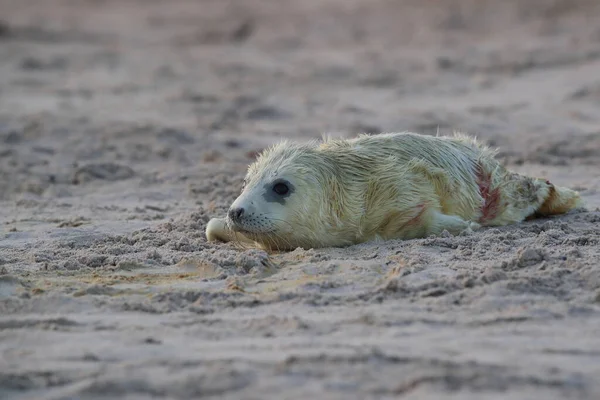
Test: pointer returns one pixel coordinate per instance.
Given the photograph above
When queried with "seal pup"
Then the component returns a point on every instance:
(339, 192)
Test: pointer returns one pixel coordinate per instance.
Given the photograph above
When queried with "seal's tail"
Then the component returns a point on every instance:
(558, 201)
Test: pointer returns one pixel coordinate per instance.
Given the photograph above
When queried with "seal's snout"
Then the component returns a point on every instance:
(236, 213)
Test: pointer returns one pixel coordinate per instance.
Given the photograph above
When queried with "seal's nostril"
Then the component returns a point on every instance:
(236, 213)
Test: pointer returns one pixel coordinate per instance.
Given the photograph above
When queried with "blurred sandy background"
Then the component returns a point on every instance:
(126, 125)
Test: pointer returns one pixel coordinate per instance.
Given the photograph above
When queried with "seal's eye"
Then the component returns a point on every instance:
(281, 188)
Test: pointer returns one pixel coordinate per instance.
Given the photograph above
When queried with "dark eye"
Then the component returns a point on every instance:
(280, 188)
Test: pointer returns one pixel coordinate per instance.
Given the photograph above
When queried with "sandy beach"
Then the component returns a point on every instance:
(126, 125)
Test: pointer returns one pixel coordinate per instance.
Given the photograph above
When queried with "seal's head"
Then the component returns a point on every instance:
(284, 197)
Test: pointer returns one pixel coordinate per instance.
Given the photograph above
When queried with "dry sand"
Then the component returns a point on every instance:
(126, 125)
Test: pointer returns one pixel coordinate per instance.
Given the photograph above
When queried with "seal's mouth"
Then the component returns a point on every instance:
(238, 229)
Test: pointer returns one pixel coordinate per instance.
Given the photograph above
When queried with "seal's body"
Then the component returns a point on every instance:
(388, 186)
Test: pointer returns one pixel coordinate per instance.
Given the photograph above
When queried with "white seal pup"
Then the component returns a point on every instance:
(340, 192)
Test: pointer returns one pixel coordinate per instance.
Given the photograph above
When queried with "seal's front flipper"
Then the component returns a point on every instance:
(559, 201)
(217, 230)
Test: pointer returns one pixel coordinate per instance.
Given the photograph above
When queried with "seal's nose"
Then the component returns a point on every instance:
(236, 214)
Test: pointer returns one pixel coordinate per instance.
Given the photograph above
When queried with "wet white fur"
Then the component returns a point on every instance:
(379, 187)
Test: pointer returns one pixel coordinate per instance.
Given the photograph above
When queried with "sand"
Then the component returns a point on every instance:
(126, 125)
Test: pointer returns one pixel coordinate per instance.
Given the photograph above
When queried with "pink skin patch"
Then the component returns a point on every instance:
(491, 198)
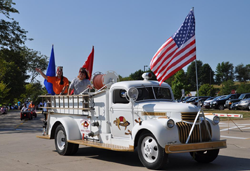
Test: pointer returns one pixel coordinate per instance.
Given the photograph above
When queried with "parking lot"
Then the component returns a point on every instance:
(21, 150)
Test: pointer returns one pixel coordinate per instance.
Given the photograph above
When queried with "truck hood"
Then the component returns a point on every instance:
(163, 106)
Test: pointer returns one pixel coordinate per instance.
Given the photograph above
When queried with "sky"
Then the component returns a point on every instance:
(127, 33)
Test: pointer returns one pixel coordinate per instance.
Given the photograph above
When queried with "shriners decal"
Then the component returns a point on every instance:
(121, 121)
(85, 127)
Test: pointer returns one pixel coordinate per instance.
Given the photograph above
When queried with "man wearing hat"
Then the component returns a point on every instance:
(80, 83)
(60, 83)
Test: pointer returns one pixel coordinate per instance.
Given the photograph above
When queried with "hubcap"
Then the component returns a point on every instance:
(60, 139)
(149, 149)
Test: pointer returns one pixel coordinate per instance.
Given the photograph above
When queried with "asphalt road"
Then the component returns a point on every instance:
(21, 150)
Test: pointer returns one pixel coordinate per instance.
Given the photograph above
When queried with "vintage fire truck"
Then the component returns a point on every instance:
(132, 115)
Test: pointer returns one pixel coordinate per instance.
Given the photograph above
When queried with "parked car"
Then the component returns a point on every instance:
(192, 99)
(29, 114)
(234, 106)
(200, 100)
(219, 103)
(184, 99)
(208, 103)
(244, 104)
(3, 110)
(231, 101)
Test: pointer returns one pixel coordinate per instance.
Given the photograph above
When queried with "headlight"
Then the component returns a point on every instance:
(216, 120)
(170, 123)
(133, 93)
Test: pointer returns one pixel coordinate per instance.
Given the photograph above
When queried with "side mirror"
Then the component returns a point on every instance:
(133, 93)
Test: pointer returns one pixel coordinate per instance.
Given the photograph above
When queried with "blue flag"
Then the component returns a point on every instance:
(51, 71)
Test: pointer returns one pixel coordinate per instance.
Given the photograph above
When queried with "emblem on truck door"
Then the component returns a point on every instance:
(121, 121)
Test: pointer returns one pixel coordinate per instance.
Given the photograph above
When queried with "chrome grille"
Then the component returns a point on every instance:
(190, 117)
(184, 129)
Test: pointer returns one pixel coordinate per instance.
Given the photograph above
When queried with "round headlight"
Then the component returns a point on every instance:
(170, 123)
(216, 120)
(133, 93)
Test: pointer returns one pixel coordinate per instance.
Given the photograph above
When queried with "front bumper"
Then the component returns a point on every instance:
(242, 106)
(202, 146)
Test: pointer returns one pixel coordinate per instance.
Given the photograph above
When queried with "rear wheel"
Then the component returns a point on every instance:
(150, 153)
(205, 156)
(63, 147)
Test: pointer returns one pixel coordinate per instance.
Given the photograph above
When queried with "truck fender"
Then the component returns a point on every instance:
(71, 128)
(159, 129)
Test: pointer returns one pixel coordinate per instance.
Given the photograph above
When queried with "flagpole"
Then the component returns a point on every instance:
(197, 85)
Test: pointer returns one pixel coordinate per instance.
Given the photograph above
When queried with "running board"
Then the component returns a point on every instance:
(43, 136)
(102, 145)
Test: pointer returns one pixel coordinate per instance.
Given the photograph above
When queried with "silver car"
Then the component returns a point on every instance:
(244, 104)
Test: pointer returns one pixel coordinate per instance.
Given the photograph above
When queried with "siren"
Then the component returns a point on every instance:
(104, 80)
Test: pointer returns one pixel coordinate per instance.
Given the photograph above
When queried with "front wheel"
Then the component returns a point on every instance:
(205, 156)
(150, 153)
(221, 107)
(63, 147)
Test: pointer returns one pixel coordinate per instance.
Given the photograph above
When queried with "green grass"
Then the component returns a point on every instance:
(245, 113)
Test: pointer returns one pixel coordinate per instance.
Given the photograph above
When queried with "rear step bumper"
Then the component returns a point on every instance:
(203, 146)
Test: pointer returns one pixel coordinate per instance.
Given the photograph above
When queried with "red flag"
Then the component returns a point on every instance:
(88, 64)
(178, 51)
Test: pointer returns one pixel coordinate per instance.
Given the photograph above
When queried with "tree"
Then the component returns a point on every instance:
(12, 35)
(243, 88)
(206, 75)
(207, 90)
(16, 60)
(191, 74)
(137, 75)
(179, 83)
(224, 72)
(242, 72)
(4, 92)
(227, 87)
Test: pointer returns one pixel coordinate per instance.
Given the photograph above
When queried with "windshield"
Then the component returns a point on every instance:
(226, 97)
(146, 93)
(242, 96)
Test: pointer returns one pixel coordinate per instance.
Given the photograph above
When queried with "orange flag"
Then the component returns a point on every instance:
(88, 64)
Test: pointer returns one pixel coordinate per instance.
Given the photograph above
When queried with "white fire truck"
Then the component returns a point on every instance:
(132, 115)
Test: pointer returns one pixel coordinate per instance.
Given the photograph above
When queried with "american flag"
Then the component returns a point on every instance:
(178, 51)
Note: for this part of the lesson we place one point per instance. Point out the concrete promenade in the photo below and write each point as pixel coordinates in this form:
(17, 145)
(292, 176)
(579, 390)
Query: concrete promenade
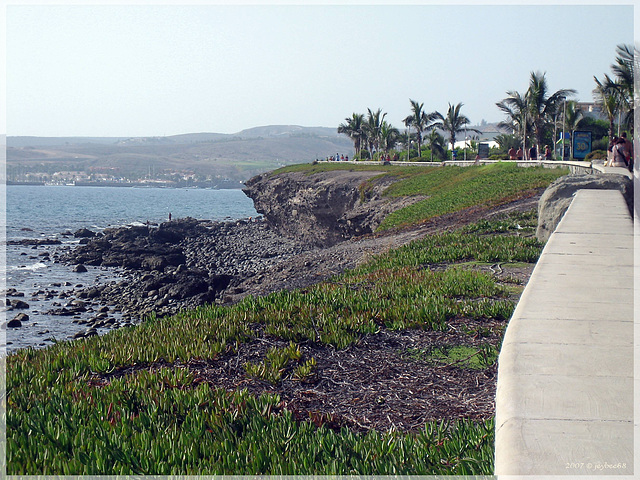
(564, 400)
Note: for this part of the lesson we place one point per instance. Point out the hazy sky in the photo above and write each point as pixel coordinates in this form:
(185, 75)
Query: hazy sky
(158, 69)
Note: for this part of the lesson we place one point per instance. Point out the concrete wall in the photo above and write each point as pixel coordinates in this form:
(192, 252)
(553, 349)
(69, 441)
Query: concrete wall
(564, 399)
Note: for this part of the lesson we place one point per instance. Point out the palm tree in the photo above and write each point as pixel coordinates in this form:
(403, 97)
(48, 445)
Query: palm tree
(542, 107)
(515, 107)
(420, 120)
(453, 123)
(372, 127)
(353, 129)
(389, 136)
(606, 95)
(623, 70)
(572, 118)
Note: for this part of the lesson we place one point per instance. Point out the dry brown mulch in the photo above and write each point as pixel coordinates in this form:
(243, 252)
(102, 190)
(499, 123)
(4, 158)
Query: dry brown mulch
(378, 383)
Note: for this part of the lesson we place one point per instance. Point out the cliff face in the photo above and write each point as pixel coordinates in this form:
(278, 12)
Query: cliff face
(323, 208)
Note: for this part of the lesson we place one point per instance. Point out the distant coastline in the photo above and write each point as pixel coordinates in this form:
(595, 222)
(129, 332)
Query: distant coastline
(230, 185)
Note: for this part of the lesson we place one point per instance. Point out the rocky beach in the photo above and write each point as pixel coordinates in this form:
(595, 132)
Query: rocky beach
(310, 228)
(188, 262)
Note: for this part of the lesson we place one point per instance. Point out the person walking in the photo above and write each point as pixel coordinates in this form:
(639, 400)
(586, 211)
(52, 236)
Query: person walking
(619, 154)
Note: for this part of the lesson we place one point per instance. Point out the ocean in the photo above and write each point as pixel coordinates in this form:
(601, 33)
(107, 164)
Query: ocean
(52, 212)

** Prompt **
Return exactly, and only, the line containing "out the dry" and every line after it through the end of the material.

** Correct result **
Note: for this part of the lesson we place one point per instance. Point out the dry brown mulch in the photo above and write each point as pixel coordinates in this form:
(243, 252)
(102, 190)
(499, 123)
(4, 158)
Query: dry brown mulch
(378, 383)
Note: for this part of the lesson we place one point per instance. Point out the cliff face in the photo above and write each point as pixel coordinates in this form:
(278, 12)
Query: cliff face
(323, 208)
Note: for this part of the lesson we place one point per instance. Point out the distant coastline in the photo above and write each point as pixel coordinates in this form:
(595, 222)
(129, 332)
Query: distant coastline
(230, 185)
Note: for this part of the lesson we place one point per instance. Point out the rocky beach in the photo above and write each point as pixel coordinates in this form:
(595, 132)
Query: rocky beach
(310, 228)
(188, 262)
Note: for this part of the lesson we place one point per instance. Point out the person walking in the photo above and write each point as pixel coordinates in this form:
(639, 400)
(586, 211)
(52, 236)
Query: person walking
(619, 154)
Note: for this part of the lesson we place one point per instance. Point out the ocean in the photo above and write each point as pixel coordinates in this form:
(601, 33)
(107, 164)
Query: ocean
(52, 212)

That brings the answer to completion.